Work task A:
Copy the forum discussion word for word from "Cult in the" to "on the radio.".
Work task B:
In the forum discussion, which country is given as an example where life was bad in the 1980s and 1990s, and under whose rule?

Text:
%%

But like I said in the post "I could be wrong." In most cases, not all, people who say they want front row seats to the horror show only say that till they realize what the horror show really comprises of.

So, it is not only the present and future that are or will be a so-called horror show, it was also always the past.

Human suffering, misery, and cruel death is, was, and will likely be always a part of life. I'd like that seemingly self-evident fact to be different. Call me crazy. Therefore, I've invested my time, money and future career direction to get people off FFs. Who knows, maybe someone in thier 20s or still in school will take the baton, as I did from others.

You want to argue your perceived horror show is like nothing seen before. Get a grip. Meet the new horror, same as the old horror. But slog away.

BTW, an intelligent discourse after ranting about my unknowable-to-you charitable efforts is higly unlikely.

As horrible as things were on the way up from 1.5 billon to 6.5 billion, I suspect they will be a whole lot worse on the way down.

As an example: life in Iraq really sucked under Saddam during the 1980s and 1990s. But it sucks even more now that the Peak Oil wars have started.

The old horror show didn't include the unleashing of massive amounts of toxic waste, the plasticization of the oceans, genetically modified crops, or 20,000 nuclear weapons.

If you want a front seat, maybe you should consider a preview of coming attractions:

Channel 4 Documentary on Death Squads in Iraq: (Your tax dollars at work)
http://tinyurl.com/2tsuky

BBC Documentary on Life after Nuclear War:
http://tinyurl.com/2ll6q2

If you truly envy a front row seat to this sort of stuff, more power to you. I hope to avoid having to experience these horrors first hand.

"I hope to avoid having to experience these horrors first hand"

Great. How ya gonna do that? Will something you do change future events - the horror to be? I know you won't simply close your eyes, so what then?

Will watch documentaries later tonight.

Great. How ya gonna do that?

Cult in the woods.

Ah yes the Cults 'R Us Jim Jones David Koresh thing. Where I come from that usually means let's drop it.

I'm okay with that. As I said, you have appeared to be a fun, intelligent guy. I could have also added that LATOC has done much good. But hell I wasn't feeling very generous.

When you do get to the Kool Aid part, just give a brief nod to the schmucks like me. We'll be thinking of ya.

Now back to the party. See ya on the radio.

Hi Chimp,

Since this is a "celebration" thread, just my 2 cents. My take on John's comment is, at least in part, there's something about youth and having theoretically more time on the planet that is always the envy of people who have lived longer. This is despite anything else, really. That's all.

Or, "Youth is the only real good. But people don't know it." Or, as an director once said about young actors: "Life is one long goodbye - but they don't know it yet."

Someone can experience this longing - (for more time, or for more physical strength, or any aspect of youth and all its blessings) - and, at the same time, still have some ability to apprehend the horrors "the numbers" (and, yes, the past) indicate about the future. And try to warn, try to help...

Oh boy, this is where I need to shutstutterup even before I get started, but because it is freespeech celebration night on TOD, thus I will persist in trying to achieve the elusive asshat label.

Youth is built on the environment they find themselves in. (macro) Micro is the family unit.

%%

Photo-based referring expression data
%%

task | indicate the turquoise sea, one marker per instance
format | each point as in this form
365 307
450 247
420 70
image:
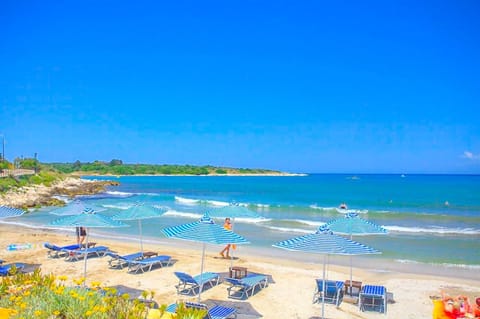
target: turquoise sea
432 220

%%
%%

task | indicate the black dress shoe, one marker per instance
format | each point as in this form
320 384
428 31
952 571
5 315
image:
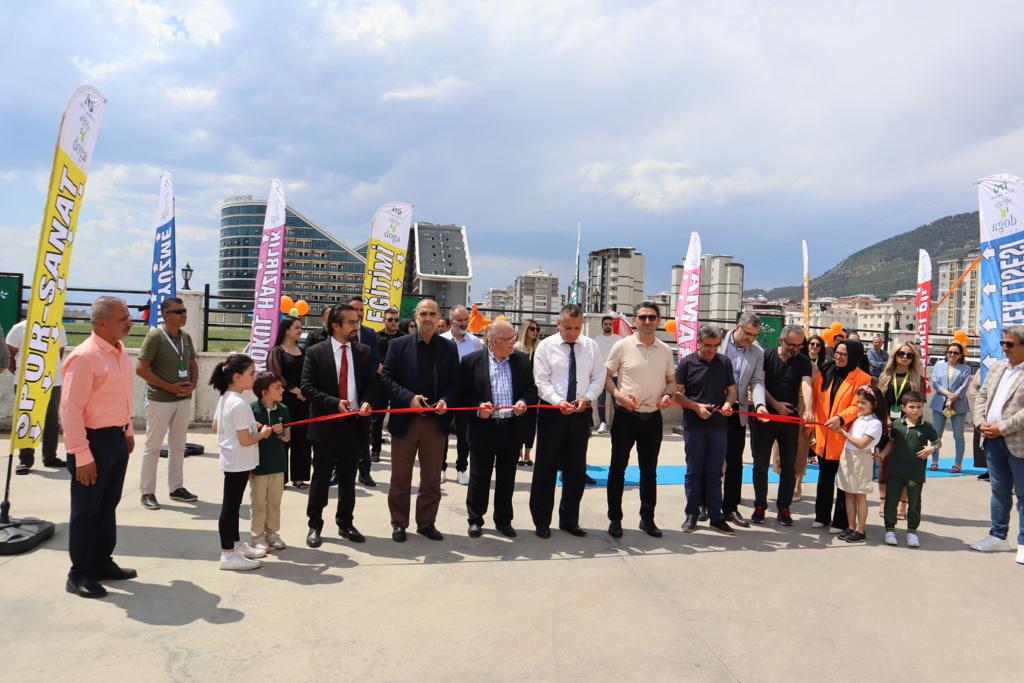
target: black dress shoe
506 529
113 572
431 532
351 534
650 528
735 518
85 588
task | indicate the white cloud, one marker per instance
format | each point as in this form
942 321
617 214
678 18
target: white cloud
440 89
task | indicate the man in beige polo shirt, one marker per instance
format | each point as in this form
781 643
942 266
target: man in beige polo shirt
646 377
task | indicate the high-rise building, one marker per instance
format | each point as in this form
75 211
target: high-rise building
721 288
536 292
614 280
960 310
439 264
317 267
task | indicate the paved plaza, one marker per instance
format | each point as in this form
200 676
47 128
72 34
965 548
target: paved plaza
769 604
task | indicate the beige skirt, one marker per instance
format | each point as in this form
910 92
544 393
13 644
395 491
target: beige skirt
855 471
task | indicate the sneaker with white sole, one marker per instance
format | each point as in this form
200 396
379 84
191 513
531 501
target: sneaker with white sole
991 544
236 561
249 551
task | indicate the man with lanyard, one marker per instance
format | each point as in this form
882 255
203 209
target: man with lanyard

%%

Output A:
Cult in the woods.

Ah yes the Cults 'R Us Jim Jones David Koresh thing. Where I come from that usually means let's drop it.

I'm okay with that. As I said, you have appeared to be a fun, intelligent guy. I could have also added that LATOC has done much good. But hell I wasn't feeling very generous.

When you do get to the Kool Aid part, just give a brief nod to the schmucks like me. We'll be thinking of ya.

Now back to the party. See ya on the radio.

Output B:
Iraq, under Saddam.